— What you need to do —
From the items below, pull out each line that contains the word "orange" and copy those lines.

— Provided records —
- - - -

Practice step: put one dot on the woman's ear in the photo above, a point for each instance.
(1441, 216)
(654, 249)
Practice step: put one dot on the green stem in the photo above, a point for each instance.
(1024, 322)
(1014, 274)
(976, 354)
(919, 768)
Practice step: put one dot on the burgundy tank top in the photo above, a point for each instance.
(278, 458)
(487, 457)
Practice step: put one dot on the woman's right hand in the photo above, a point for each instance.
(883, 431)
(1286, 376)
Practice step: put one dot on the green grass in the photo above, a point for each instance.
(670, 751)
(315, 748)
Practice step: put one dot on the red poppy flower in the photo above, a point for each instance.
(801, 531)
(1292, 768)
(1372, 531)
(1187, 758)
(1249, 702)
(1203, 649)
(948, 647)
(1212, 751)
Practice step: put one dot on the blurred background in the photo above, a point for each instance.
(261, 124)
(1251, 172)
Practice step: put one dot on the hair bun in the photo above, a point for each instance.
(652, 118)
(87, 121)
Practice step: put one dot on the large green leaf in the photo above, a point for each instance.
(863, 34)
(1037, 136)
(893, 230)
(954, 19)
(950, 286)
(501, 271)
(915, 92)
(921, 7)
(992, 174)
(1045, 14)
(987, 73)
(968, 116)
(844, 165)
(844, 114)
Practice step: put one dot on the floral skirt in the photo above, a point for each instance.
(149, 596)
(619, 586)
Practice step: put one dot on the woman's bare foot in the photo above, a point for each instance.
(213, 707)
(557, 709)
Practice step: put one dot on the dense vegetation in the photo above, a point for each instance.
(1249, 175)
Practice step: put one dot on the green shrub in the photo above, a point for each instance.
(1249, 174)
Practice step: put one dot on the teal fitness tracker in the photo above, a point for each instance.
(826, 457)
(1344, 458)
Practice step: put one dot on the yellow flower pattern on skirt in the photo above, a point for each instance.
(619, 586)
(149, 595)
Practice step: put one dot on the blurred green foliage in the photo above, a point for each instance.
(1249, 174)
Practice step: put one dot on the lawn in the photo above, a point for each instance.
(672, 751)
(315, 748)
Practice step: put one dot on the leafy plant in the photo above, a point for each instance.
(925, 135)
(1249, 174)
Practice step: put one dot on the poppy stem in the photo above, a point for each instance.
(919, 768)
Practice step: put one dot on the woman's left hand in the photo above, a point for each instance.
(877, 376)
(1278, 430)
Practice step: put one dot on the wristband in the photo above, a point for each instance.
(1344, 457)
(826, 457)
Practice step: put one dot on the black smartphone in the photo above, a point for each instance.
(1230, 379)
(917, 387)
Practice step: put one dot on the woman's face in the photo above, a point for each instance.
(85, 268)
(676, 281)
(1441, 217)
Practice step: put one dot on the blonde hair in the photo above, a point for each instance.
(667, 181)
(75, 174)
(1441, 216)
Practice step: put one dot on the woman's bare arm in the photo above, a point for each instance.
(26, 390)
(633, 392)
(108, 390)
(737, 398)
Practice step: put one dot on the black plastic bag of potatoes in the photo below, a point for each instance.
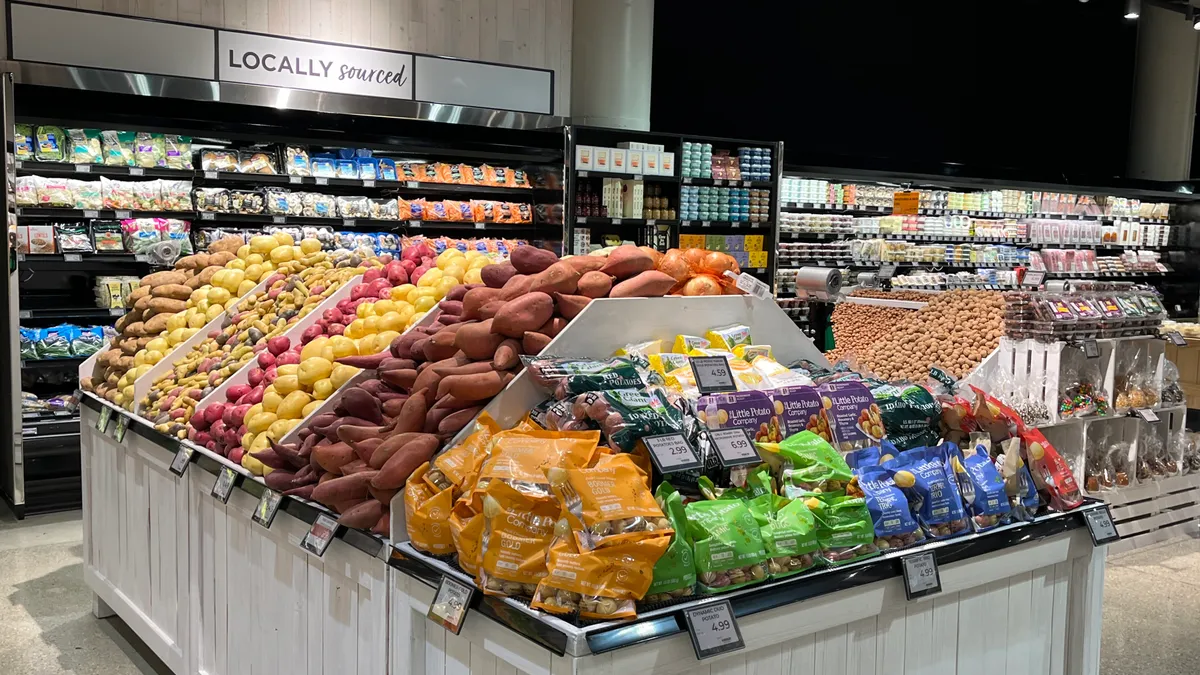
(911, 414)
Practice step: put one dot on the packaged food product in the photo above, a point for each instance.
(427, 514)
(675, 573)
(150, 150)
(729, 548)
(844, 527)
(607, 503)
(517, 530)
(85, 147)
(598, 584)
(118, 148)
(789, 533)
(72, 238)
(51, 144)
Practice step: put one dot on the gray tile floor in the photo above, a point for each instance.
(1151, 608)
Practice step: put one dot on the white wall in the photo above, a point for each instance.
(523, 33)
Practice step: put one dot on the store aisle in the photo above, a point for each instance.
(46, 622)
(1152, 610)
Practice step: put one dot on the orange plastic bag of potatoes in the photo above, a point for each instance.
(517, 529)
(426, 514)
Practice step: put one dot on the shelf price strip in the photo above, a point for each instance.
(713, 629)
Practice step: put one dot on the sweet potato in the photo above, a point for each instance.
(333, 457)
(345, 488)
(594, 285)
(474, 387)
(534, 342)
(391, 444)
(570, 305)
(508, 354)
(531, 260)
(363, 515)
(523, 314)
(412, 413)
(401, 464)
(477, 298)
(497, 275)
(478, 341)
(625, 261)
(516, 286)
(585, 264)
(652, 284)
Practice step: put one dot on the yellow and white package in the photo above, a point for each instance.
(729, 336)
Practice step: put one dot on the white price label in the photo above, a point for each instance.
(921, 575)
(671, 453)
(450, 604)
(223, 485)
(321, 535)
(713, 375)
(268, 506)
(735, 447)
(713, 628)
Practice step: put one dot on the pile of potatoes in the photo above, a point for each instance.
(159, 320)
(955, 332)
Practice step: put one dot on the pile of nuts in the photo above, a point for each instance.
(955, 332)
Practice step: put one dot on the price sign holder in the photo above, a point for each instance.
(713, 375)
(123, 425)
(321, 535)
(921, 577)
(450, 604)
(735, 447)
(713, 629)
(1101, 526)
(183, 459)
(268, 506)
(106, 413)
(671, 453)
(225, 483)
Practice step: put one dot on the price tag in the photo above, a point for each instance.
(1147, 414)
(713, 629)
(450, 604)
(183, 458)
(1101, 526)
(1033, 278)
(713, 375)
(225, 483)
(268, 506)
(735, 447)
(319, 535)
(921, 575)
(123, 425)
(106, 413)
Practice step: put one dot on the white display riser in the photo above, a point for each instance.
(1027, 610)
(209, 590)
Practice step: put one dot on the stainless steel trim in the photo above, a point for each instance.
(93, 79)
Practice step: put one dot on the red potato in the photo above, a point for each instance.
(594, 285)
(531, 260)
(652, 284)
(527, 312)
(625, 261)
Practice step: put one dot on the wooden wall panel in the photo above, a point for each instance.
(525, 33)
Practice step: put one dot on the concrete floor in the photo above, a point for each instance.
(1151, 608)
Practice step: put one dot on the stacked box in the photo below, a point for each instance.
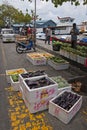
(62, 84)
(37, 99)
(62, 114)
(15, 85)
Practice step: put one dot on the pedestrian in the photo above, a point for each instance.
(74, 32)
(48, 33)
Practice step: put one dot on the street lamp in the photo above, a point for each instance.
(35, 24)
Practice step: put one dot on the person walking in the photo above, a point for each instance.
(48, 35)
(74, 32)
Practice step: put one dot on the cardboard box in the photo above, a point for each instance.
(13, 72)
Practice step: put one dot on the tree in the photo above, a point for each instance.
(60, 2)
(10, 15)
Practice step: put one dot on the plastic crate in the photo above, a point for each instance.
(12, 72)
(38, 61)
(40, 93)
(62, 114)
(21, 78)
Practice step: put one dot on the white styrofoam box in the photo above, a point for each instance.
(37, 106)
(21, 91)
(73, 56)
(67, 88)
(15, 85)
(37, 61)
(62, 114)
(12, 72)
(81, 59)
(21, 77)
(40, 93)
(58, 66)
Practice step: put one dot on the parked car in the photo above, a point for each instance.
(41, 35)
(7, 35)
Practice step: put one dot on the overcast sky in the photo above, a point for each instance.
(46, 10)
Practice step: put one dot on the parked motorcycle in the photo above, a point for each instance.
(22, 47)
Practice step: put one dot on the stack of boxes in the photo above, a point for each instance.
(42, 97)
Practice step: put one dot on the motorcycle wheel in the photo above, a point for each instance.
(18, 49)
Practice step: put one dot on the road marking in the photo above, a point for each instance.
(3, 55)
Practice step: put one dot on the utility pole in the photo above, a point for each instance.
(35, 24)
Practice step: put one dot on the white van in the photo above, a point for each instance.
(7, 35)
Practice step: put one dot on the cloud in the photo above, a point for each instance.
(46, 10)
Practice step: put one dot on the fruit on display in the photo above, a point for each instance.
(16, 71)
(57, 59)
(60, 81)
(79, 84)
(15, 77)
(66, 100)
(33, 73)
(42, 82)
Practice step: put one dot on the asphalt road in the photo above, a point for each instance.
(14, 115)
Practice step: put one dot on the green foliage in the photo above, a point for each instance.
(60, 2)
(10, 15)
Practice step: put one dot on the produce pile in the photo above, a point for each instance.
(17, 71)
(15, 77)
(33, 74)
(79, 84)
(66, 100)
(60, 81)
(42, 82)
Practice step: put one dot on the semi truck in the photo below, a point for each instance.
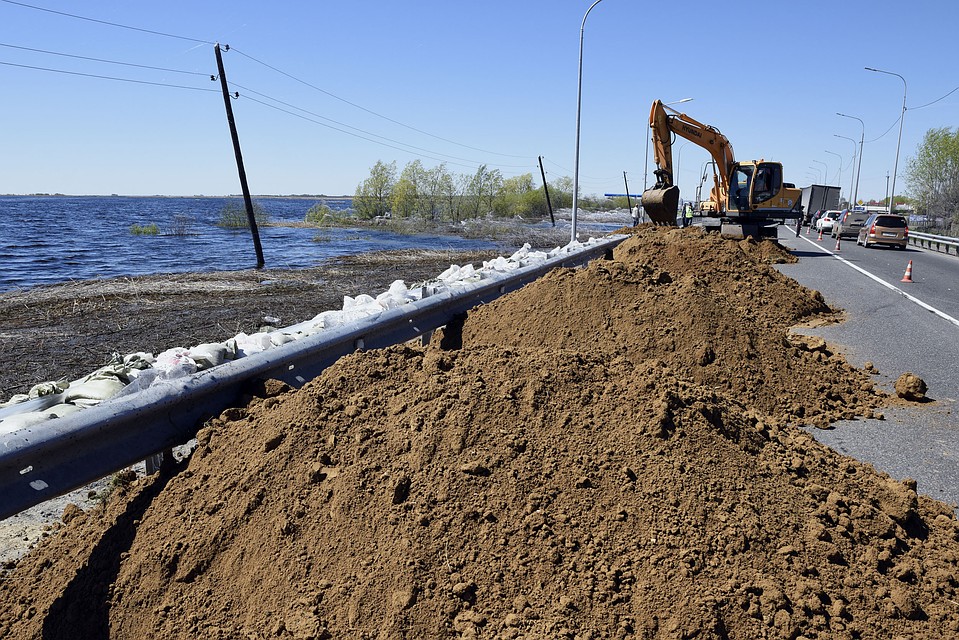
(816, 197)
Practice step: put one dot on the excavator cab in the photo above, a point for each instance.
(754, 186)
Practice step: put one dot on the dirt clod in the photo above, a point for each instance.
(911, 387)
(574, 469)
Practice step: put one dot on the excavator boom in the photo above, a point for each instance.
(744, 194)
(662, 200)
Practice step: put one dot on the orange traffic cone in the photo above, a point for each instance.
(908, 276)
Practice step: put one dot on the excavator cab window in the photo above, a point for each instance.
(739, 183)
(767, 183)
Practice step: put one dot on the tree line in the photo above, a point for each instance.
(933, 178)
(439, 195)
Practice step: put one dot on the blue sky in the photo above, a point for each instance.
(464, 83)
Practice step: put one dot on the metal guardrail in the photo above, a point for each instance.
(943, 244)
(44, 461)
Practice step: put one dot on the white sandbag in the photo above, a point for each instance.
(212, 354)
(176, 360)
(252, 343)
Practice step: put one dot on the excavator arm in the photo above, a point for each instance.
(662, 200)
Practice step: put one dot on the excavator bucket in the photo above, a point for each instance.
(661, 205)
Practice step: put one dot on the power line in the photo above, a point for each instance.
(350, 133)
(125, 64)
(93, 75)
(368, 133)
(105, 22)
(935, 101)
(288, 75)
(370, 111)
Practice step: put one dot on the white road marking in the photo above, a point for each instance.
(944, 316)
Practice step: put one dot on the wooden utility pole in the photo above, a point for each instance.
(629, 204)
(247, 201)
(549, 205)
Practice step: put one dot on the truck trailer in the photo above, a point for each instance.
(816, 197)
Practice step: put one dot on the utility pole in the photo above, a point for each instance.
(247, 201)
(549, 205)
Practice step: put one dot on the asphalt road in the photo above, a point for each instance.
(899, 327)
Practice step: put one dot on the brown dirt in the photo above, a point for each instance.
(613, 451)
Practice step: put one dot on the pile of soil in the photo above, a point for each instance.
(613, 451)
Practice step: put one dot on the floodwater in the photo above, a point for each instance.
(53, 239)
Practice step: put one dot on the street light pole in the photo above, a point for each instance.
(862, 137)
(579, 104)
(839, 179)
(852, 173)
(826, 173)
(902, 117)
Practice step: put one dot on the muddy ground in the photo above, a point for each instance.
(611, 452)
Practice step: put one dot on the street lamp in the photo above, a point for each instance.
(902, 117)
(826, 173)
(854, 201)
(839, 179)
(855, 197)
(579, 104)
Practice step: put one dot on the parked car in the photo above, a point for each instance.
(827, 220)
(884, 228)
(849, 223)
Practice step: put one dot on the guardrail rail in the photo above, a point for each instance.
(942, 244)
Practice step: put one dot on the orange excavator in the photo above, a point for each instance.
(747, 198)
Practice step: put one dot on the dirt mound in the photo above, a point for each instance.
(525, 478)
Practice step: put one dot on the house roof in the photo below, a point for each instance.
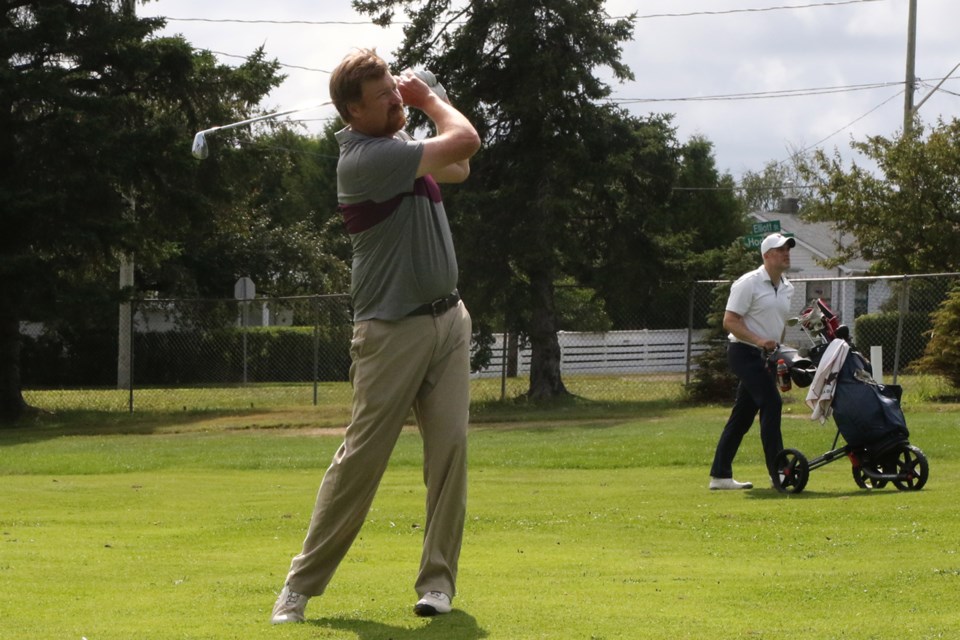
(819, 238)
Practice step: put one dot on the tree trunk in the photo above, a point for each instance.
(12, 404)
(545, 380)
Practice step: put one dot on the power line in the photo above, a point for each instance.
(722, 12)
(652, 16)
(780, 93)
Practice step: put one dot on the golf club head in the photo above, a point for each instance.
(200, 150)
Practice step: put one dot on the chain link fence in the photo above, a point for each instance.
(183, 355)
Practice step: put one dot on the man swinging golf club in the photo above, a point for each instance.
(411, 339)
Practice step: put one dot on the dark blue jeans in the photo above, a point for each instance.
(757, 392)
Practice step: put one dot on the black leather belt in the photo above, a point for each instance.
(438, 307)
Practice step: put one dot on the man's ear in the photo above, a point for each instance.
(353, 108)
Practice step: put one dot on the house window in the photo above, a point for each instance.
(819, 290)
(861, 299)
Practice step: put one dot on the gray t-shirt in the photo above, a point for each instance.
(403, 255)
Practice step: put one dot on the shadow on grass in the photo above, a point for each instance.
(455, 625)
(806, 494)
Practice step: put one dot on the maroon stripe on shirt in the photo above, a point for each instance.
(364, 215)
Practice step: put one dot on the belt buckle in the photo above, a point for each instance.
(438, 307)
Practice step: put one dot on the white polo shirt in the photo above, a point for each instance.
(764, 309)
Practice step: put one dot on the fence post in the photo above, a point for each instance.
(316, 346)
(903, 306)
(503, 364)
(131, 355)
(693, 288)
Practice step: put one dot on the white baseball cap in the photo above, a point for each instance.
(775, 241)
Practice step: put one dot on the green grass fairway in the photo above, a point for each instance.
(580, 526)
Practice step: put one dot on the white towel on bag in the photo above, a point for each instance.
(820, 393)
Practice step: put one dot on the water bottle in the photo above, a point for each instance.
(431, 81)
(783, 376)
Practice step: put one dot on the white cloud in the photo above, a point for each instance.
(672, 57)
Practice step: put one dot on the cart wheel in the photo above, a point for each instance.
(911, 468)
(866, 482)
(794, 470)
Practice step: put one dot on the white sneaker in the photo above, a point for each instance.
(728, 483)
(289, 607)
(432, 603)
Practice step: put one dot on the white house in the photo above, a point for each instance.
(845, 289)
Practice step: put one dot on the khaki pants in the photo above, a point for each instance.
(420, 362)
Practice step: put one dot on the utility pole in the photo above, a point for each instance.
(911, 80)
(125, 319)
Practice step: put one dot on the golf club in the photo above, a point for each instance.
(200, 149)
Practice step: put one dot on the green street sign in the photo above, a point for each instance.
(766, 228)
(754, 240)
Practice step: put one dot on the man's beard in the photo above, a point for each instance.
(396, 120)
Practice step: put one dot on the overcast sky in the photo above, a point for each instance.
(682, 52)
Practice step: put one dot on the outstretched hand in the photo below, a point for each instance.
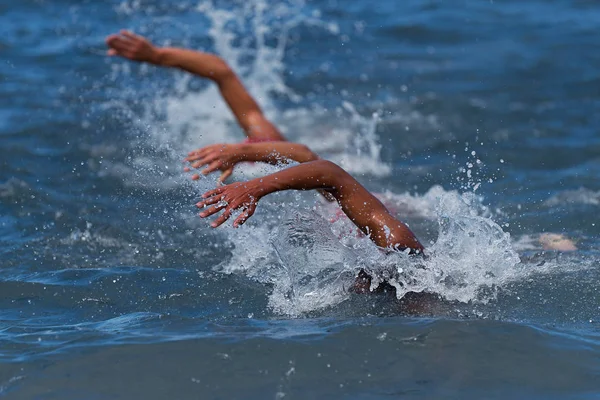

- - - -

— Task result —
Practice step: put one dot on the orange plastic bag of potatoes in the photo above, a point for each instance.
Practice step: put one dot on the orange traffic cone in the photo above, a point for each instance.
Practice step: put one dot on the orange excavator in the photo above, a point for each instance.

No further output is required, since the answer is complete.